══ 本文抜粋 ══

説明

ポリ乳酸系樹脂発泡体およびその製造方法

【課題】無架橋ポリ乳酸を用いた高倍率(20倍以上)発泡成形体の提供。
【解決手段】 無架橋のポリ乳酸系樹脂組成物粒子に、
1)実質的に水を含まない非プロトン系分散媒中で発泡性ガスを含浸させてポリ乳酸系樹脂組成物発泡性粒子とし、
2)該発泡性粒子をその主成分であるポリ乳酸系樹脂のガラス転移温度(Tg)を基準として、Tg+10℃〜Tg+35℃となるように温調した気体と接触させて発泡させて発泡粒子とした後、
3)該発泡粒子を型内に充填し、そのポリ乳酸系樹脂のガラス転移温度(Tg)を基準としてTg−10℃〜Tg+30℃となるように温調した気体と接触させて予熱した後、速やかにTg+30℃〜Tg+60℃に温調した気体と接触させて本加熱することを特徴とする発泡成形体の製造方法。

【発明の詳細な説明】
【技術分野】
【0001】
本発明は、ポリ乳酸系樹脂発泡成形体、並びにその製造方法に関する。具体的には、無架橋ポリ乳酸系樹脂を用いた20倍以上の高倍率発泡成形体、およびその製造方法に関する。
【背景技術】
【0002】
近年、石油事情、また環境問題といった観点から、従来の合成樹脂製品はリサイクル、リユースされるようになってきている。主に魚箱、家電緩衝材、食品トレー等に用いられる発泡スチロール(発泡ポリスチレン)も例外ではなく、破砕減容して主にマテリアルリサイクルされるようになってきている。
【0003】
しかし、こう言ったマテリアルリサイクルの試みは卸売市場で発生する使用済み魚箱、大型家電の緩衝材等、使用済みのものの回収が容易なものに限られており、一般小売業者、飲食店で発生するものや末端消費者が直接自宅に持ち帰る商品に使用されているものの回収率はきわめて低い。
【0004】
回収が困難な発泡スチロール製品は一般ゴミといっしょに廃棄されることが多いが、相応の設備を有しない焼却処分場では、その高い燃焼熱ゆえに焼却炉を傷めてしまう。
【0005】
本発明者らは、これらの状況に鑑み、燃焼熱が低く炉を傷めず、しかも微生物による分解が可能な発泡資材として、ポリ乳酸系樹脂発泡粒子およびその成形体を開発し、特許文献1等でその技術を開示している。
【0006】
特許文献1では、ポリ乳酸系樹脂発泡粒子の予備発泡、成形条件幅を広く取るために、ポリメリックイソシアネートなどの架橋剤を用いて、溶融粘度の温度依存性を緩和させるとともに伸張粘度を増大させている。しかし、架橋増粘しているがために熱可塑性樹脂の利点の一つである溶融再利用が難しくなると言う欠点があった。

═══

◆ **設定課題 1**
ポリ乳酸系樹脂発泡体の本文から、「ポリ乳酸系樹脂発泡体およびその製造方法」で始まり「とする発泡成形体の製造方法。」まで続く部分を、「気体」を「空気」に変えて書き直してください。

══ 提供情報 ══

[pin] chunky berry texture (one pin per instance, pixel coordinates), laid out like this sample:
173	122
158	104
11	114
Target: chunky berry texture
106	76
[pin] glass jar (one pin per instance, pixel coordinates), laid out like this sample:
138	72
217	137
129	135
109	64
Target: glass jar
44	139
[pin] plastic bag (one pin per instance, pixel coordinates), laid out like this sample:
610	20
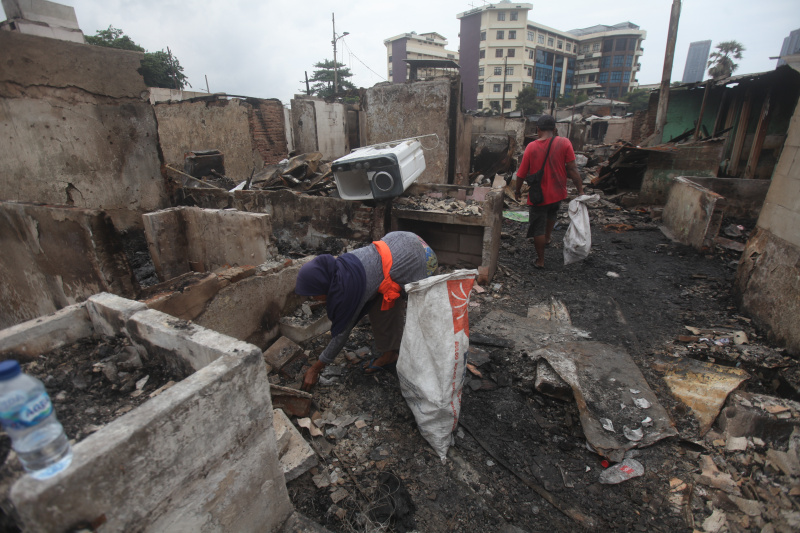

═══

◆ **設定課題 2**
データセットの行のうち、「[pin] plastic bag」を含む行から始まり最後の行まで続く部分を、そのまま書き写すこと。画像は答えに含めない。

◆ **課題出力 1**
ポリ乳酸系樹脂発泡体およびその製造方法

【課題】無架橋ポリ乳酸を用いた高倍率(20倍以上)発泡成形体の提供。
【解決手段】 無架橋のポリ乳酸系樹脂組成物粒子に、
1)実質的に水を含まない非プロトン系分散媒中で発泡性ガスを含浸させてポリ乳酸系樹脂組成物発泡性粒子とし、
2)該発泡性粒子をその主成分であるポリ乳酸系樹脂のガラス転移温度(Tg)を基準として、Tg+10℃〜Tg+35℃となるように温調した空気と接触させて発泡させて発泡粒子とした後、
3)該発泡粒子を型内に充填し、そのポリ乳酸系樹脂のガラス転移温度(Tg)を基準としてTg−10℃〜Tg+30℃となるように温調した空気と接触させて予熱した後、速やかにTg+30℃〜Tg+60℃に温調した空気と接触させて本加熱することを特徴とする発泡成形体の製造方法。

◆ **課題出力 2**
[pin] plastic bag (one pin per instance, pixel coordinates), laid out like this sample:
610	20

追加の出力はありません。